--- Materials provided ---
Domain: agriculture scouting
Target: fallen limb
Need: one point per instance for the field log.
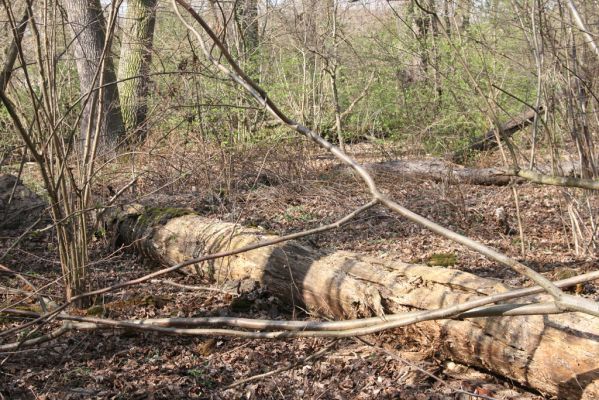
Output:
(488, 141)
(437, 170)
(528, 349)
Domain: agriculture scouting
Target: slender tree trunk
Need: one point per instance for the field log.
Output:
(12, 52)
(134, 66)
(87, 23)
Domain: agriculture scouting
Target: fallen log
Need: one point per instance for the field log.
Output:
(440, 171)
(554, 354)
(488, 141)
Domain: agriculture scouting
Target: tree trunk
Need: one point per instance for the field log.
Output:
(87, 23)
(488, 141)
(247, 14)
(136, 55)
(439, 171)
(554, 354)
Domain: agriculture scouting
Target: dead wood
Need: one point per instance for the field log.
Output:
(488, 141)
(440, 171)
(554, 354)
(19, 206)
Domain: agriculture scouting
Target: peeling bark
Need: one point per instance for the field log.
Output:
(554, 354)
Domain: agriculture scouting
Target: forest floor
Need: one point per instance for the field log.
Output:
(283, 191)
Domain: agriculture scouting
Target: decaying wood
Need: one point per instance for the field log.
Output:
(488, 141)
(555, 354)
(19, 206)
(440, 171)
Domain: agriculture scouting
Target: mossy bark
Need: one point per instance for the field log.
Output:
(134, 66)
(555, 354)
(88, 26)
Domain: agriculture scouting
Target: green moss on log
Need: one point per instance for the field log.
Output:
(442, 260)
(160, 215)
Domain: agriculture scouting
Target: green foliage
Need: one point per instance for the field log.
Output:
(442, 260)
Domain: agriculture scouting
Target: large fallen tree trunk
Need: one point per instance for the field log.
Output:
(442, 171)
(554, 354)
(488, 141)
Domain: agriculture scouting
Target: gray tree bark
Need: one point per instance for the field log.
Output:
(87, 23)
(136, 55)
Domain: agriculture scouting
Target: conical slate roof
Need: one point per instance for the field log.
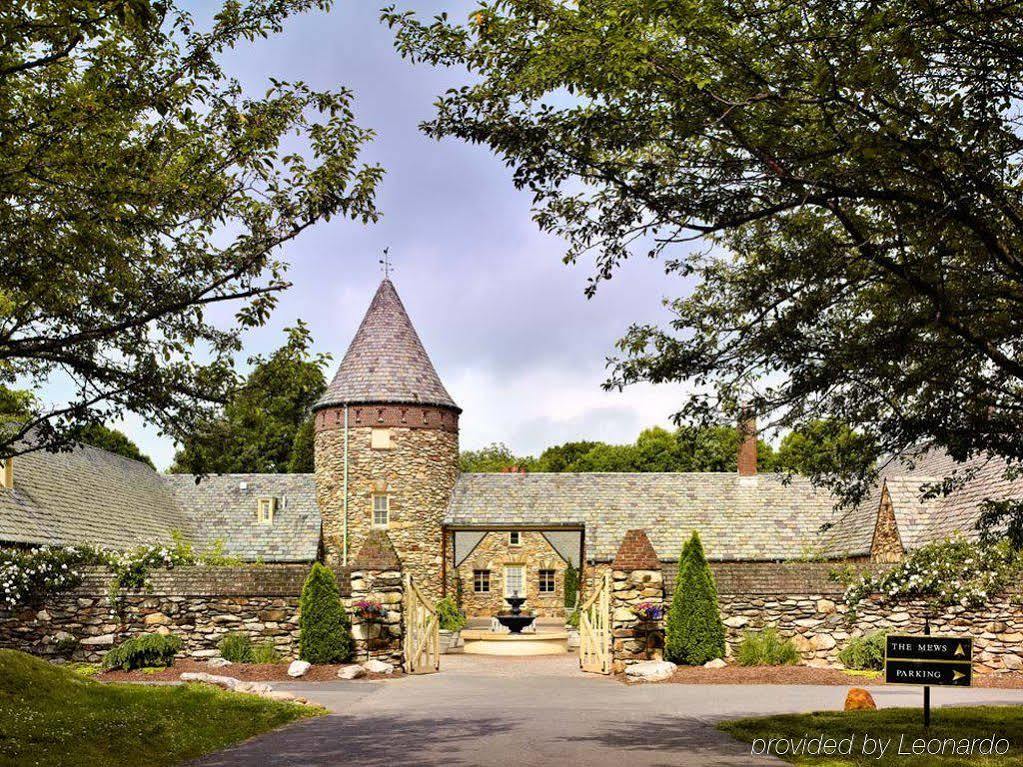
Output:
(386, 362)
---
--- Materials provided ---
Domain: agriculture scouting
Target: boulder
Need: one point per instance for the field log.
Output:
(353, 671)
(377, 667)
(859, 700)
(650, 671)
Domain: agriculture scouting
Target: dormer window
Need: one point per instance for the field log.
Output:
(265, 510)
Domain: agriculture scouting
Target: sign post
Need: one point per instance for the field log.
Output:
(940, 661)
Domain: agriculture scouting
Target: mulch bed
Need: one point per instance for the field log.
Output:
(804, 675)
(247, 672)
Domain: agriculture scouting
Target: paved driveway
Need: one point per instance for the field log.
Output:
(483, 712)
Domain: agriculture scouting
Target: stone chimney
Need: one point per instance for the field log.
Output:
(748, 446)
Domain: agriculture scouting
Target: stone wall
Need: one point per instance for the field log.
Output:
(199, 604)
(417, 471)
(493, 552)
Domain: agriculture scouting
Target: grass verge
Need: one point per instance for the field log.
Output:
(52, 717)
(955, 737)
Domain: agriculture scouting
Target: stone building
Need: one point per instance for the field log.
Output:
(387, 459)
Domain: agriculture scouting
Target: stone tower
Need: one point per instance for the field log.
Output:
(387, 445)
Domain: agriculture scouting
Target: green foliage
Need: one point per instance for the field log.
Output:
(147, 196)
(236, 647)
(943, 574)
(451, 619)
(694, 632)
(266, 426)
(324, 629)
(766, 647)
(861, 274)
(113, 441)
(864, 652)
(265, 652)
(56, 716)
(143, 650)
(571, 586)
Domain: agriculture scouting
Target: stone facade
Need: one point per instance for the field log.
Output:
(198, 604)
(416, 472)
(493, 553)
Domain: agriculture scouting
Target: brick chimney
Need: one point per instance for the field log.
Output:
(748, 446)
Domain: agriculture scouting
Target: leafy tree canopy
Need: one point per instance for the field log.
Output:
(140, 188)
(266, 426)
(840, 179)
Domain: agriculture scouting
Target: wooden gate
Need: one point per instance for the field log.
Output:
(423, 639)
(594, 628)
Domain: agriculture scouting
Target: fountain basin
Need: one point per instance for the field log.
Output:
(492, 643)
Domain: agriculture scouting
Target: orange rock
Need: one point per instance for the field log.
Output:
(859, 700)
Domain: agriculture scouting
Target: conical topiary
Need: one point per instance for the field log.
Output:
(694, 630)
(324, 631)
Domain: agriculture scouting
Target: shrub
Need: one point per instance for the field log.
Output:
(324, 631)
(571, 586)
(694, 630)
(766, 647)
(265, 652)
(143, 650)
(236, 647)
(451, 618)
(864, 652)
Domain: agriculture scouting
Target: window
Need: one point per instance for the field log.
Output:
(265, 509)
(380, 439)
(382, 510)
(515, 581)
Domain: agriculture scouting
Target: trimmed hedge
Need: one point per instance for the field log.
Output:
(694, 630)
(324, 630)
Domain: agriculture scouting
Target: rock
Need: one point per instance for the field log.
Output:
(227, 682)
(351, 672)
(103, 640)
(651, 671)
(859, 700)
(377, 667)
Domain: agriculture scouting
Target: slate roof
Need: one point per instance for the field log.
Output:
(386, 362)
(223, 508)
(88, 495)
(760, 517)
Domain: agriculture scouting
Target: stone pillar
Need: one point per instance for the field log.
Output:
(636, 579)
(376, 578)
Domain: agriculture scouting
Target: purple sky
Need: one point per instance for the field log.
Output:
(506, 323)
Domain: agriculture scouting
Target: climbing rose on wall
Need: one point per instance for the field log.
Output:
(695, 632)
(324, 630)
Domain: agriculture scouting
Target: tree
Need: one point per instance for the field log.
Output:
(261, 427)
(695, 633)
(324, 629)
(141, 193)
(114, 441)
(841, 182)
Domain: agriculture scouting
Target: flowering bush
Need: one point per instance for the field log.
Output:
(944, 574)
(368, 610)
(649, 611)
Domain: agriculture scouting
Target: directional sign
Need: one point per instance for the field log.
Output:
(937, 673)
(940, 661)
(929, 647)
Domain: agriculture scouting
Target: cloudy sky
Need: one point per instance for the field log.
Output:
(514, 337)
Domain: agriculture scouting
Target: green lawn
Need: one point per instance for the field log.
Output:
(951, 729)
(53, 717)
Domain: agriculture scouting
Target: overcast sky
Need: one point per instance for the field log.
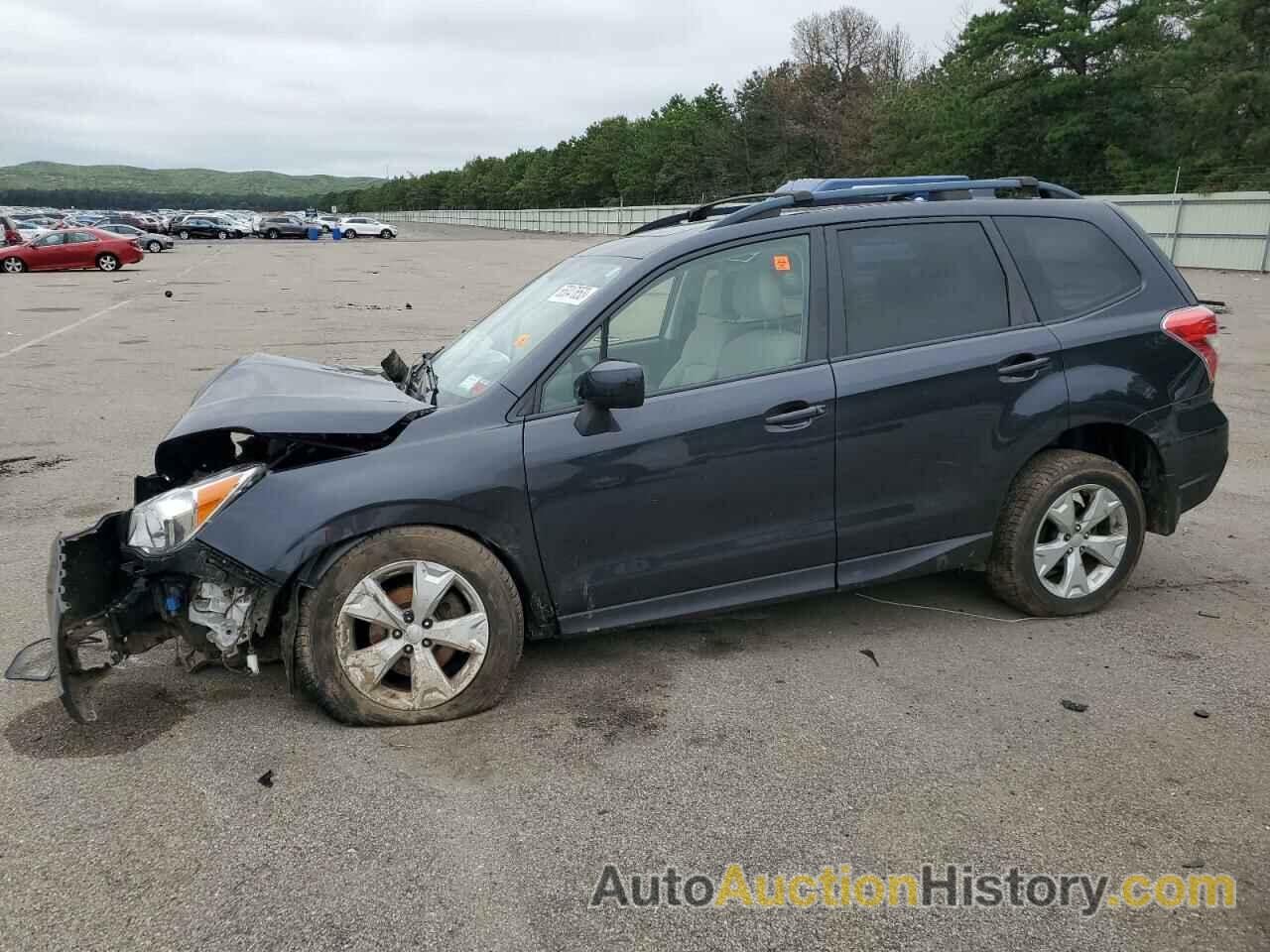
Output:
---
--- Materials provided ---
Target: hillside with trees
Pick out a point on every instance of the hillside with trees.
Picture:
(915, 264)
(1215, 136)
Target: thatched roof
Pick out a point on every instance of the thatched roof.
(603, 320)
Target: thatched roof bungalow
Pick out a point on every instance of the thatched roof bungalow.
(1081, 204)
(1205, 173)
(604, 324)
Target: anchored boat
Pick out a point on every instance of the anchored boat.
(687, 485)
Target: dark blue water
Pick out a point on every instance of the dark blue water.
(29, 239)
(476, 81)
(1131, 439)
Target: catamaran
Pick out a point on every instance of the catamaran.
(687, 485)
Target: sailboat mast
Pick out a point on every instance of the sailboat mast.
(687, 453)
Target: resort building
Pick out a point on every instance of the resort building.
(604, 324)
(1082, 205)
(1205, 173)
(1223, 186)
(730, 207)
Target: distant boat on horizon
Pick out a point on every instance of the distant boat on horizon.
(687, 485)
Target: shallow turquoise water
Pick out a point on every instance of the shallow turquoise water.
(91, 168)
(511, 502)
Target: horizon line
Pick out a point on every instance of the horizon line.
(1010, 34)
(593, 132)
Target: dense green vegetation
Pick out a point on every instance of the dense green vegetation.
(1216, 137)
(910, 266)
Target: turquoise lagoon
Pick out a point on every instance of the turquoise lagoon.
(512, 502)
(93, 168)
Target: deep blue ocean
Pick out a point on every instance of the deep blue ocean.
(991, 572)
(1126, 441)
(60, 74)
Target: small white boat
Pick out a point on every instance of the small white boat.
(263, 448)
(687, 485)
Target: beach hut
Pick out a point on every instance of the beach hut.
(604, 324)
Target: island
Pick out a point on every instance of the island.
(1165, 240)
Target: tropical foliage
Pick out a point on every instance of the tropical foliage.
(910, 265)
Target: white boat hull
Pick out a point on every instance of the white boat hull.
---
Can you reproduce everything from the line containing "Target: deep blue ocean" down to the line containing "Pick out a point on every instance of the white", with both of those lines and all the requests included? Multiply each point coordinate by 1.85 and round it to a whole number, with halves rounding up.

Target: deep blue ocean
Pick out a point on every instance of the deep blue ocean.
(1833, 1058)
(2083, 816)
(111, 137)
Target: small white boat
Pick out a point on every instance of the small white boat.
(487, 829)
(1271, 897)
Target: beach hut
Pick out a point on every instance of the beach hut.
(1117, 599)
Target: island
Pick out a point on every instance of the island.
(2155, 444)
Target: tropical foliage
Pick out a point on every instance of the tropical foliage.
(1684, 490)
Target: white boat hull
Pick out a point on every instance of the white boat hull.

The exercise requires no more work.